=== TASK SET ===
[1] In the forum thread about gel nails, what does Monika1 say doing polish at home is good practice for?
[2] Carry on the forum thread about gel nails from the point where it stops.

=== EXTRACT PROVIDED ===
%%
# How many people like gel nails here?



## DavaL (Sep 17, 2013)

Just wanna do a research here, is there any of you like gel nail here? why?


----------



## Monika1 (Sep 17, 2013)

I've never tried them, and likely will not in the long-term future. Why? I have other polish that I want to use and enjoy the creative process of choosing my polish colours and creating interesting combinations myself. Also, it's valuable practice for dexterity and hand-eye coordination. I worry about the additional light required for curing and the extended effort and exposure required for their removal. Traveling to a salon on a regular basis, and the added expense, does not appeal to me.

On the other hand, women who love them are able to maintain a very sturdy mani for two weeks under harsher conditions.

If you are a person for whom many of the following are true:

- likes to visit a salon biweekly OR would prefer to invest in the supplies for gel yourself

- is comfortable with this biweekly expense OR investment into personal equipment

- wants hassle-free nails for two weeks at a stretch

- will commit to regular removal and re-application visits OR will deal with removal at home

- is comfortable with the grow-out you will see in week two OR will go more often to a salon for extended maintenance so grow-out isn't visible OR will personally maintain

- does not have much nail polish at home OR is comfortable not using it OR will use the gel as the base for other manis

- must have a more sturdy base for regular manis AND prefers not to use other alternatives

- has very soft breakable nails, where regular manis are not possible

- has a busy lifestyle where doing a mani at home will not work

- is comfortable with the salon environment, sanitation, and compounds used OR will do it at home, and is similarly comfortable with needed compounds

- enjoys the pampered feeling of aesthetic service

- wants to enjoy professional artistic skills

- has hands in the water a lot

- uses hands a lot, and generally breaks natural nails

it might be that gel nails would work for you. Good luck. I would maybe try them once if you're seriously considering, and then you will have the experience to judge whether it would be a good longer-term approach.
%%
=== DATA SUPPLIED ===
%%
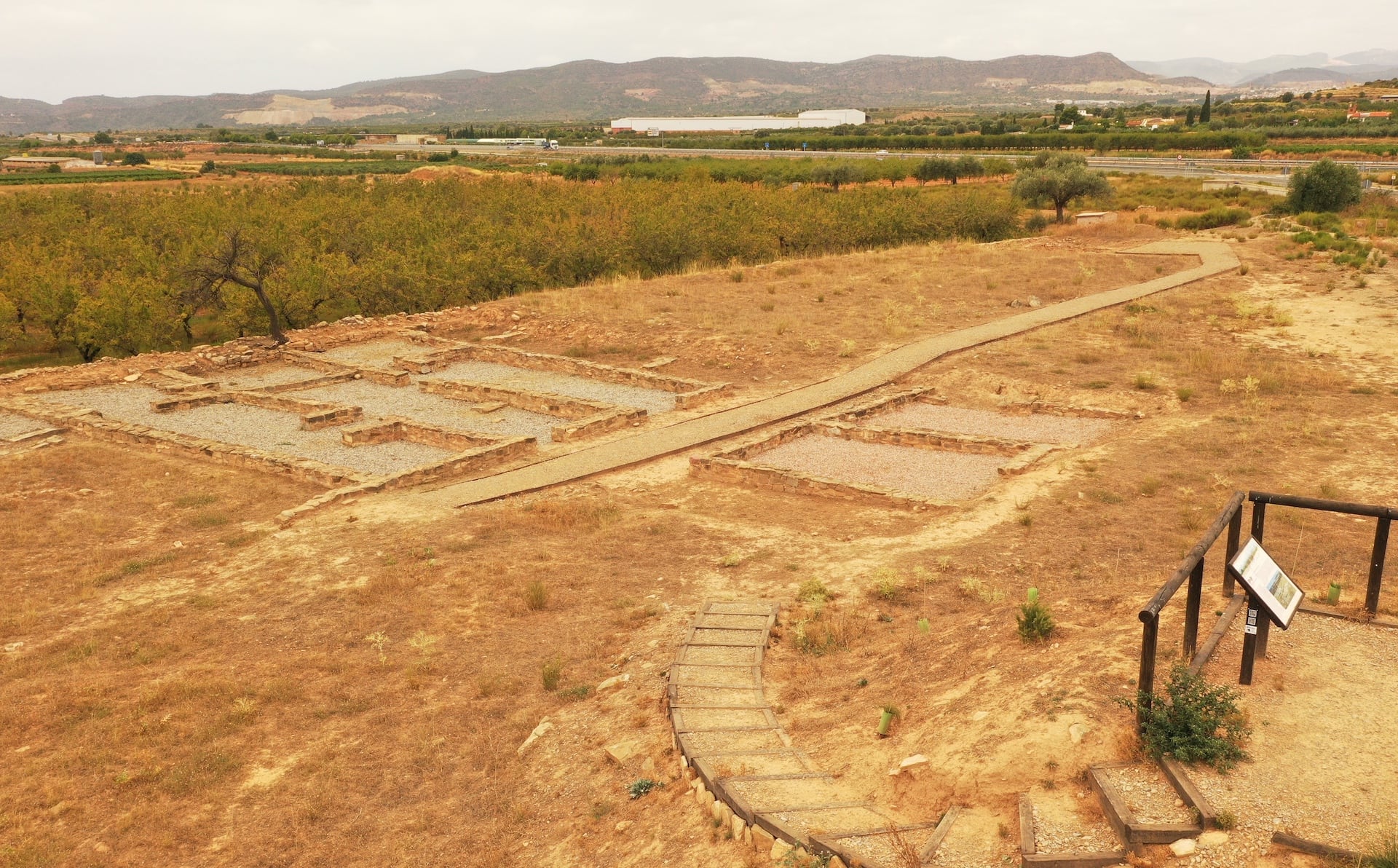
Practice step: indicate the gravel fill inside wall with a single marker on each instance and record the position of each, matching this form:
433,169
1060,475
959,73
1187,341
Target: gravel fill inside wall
%%
=== ANSWERS TO THE EXERCISE ===
[1] Dexterity and hand-eye coordination.

[2]
----------



## DonnaD (Sep 17, 2013)

I have used UV gel in the past to build up a tip if one of my nails break.  By the time the nail grows out, the gel just kind of falls off from filing.  I bought a whole UV gel nail system but I don't think I'd ever go for full-nails gel.  I would worry about how damaging it is to my nail beds.

I do like the look of them, however, and I would definitely recommend them for people with thin, brittle or weak mails.


----------



## KeepOnSingin (Sep 18, 2013)

I *LOVE* UV gel nails! In my experience, they are not at all damaging, as long as you get them done by a good nail tech. In fact, I've come out with healthier nails after having gels on than what they were when I got them put on. They stay put much better than acrylics, are thinner and more flexible and therefore less likely to break, and you can paint over them if you ever get bored and want to do something different. Plus, you can go longer without fills than you can with acrylic. They don't lift, and since they're thinner, it's less noticeable when there's new growth. If I could afford them, I would have them pretty much all the time.


----------



## Rubyblood (Oct 5, 2013)

I do the at home set and Haven't had much issues with it. I love doing it for vacations or when I am going to be photographing weddings. The disadvantage is I like to change my colors up every couple days when I have time and they last a little too long for me.


----------



## TheLipstickLady (Oct 8, 2013)

I think gel and shellac are pretty much the same thing, and I *love* shellac nail polish. I used to get shellac manicures done exclusively at the salon, by a really talented and efficient nail tech. The color would last for more than two weeks; I would have to get my nails redone only because they grew out too much...not because of chipping or fading. And with all the special effects that can be done with "additives," now...well there really isn't any regular nail polish color that can't be pretty much duplicated with shellac.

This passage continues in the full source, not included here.